Work instructions: Add -54 to every bounding-box coordinate in the answers, then write out again the stretch from the line containing "We'd be very grateful if you could spot the windshield" through the end of the rows, requests included. Leave the requests and their sample coordinates unchanged.

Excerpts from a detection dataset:
-- begin --

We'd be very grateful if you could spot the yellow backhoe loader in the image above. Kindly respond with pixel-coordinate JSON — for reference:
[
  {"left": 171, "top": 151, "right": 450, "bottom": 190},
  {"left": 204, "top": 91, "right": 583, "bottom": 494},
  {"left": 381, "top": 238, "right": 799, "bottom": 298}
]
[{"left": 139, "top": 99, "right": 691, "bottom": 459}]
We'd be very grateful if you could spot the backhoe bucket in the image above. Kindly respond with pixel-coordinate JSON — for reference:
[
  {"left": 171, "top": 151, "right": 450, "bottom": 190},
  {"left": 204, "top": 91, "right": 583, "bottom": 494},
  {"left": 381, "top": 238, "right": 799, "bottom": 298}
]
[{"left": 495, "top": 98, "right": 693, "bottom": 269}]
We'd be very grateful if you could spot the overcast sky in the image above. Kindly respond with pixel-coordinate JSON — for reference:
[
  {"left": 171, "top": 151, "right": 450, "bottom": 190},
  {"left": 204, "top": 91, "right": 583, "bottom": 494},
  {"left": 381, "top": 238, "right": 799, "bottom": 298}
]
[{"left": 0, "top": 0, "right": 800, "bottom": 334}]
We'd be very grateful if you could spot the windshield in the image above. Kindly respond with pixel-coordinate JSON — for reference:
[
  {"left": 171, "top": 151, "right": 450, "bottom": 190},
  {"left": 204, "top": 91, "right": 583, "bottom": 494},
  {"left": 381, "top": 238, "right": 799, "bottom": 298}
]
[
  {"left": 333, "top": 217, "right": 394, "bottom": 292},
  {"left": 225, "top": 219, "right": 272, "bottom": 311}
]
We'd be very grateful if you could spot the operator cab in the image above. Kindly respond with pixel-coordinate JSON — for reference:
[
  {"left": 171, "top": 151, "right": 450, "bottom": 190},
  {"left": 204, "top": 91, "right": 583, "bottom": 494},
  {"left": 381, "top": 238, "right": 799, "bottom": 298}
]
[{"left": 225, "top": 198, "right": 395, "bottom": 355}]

-- end --

Task answer:
We'd be very grateful if you could spot the windshield in the image above. Kindly respond with pixel-coordinate JSON — for reference:
[
  {"left": 171, "top": 151, "right": 450, "bottom": 190},
  {"left": 204, "top": 91, "right": 583, "bottom": 494},
  {"left": 381, "top": 238, "right": 799, "bottom": 298}
]
[
  {"left": 279, "top": 163, "right": 340, "bottom": 238},
  {"left": 171, "top": 165, "right": 218, "bottom": 257}
]
We'd be very grateful if you could spot the operator cab in the image above. Kindly respond with pixel-coordinate JSON — for reference:
[
  {"left": 171, "top": 151, "right": 450, "bottom": 190},
  {"left": 204, "top": 91, "right": 583, "bottom": 494},
  {"left": 381, "top": 238, "right": 799, "bottom": 298}
]
[{"left": 171, "top": 144, "right": 341, "bottom": 301}]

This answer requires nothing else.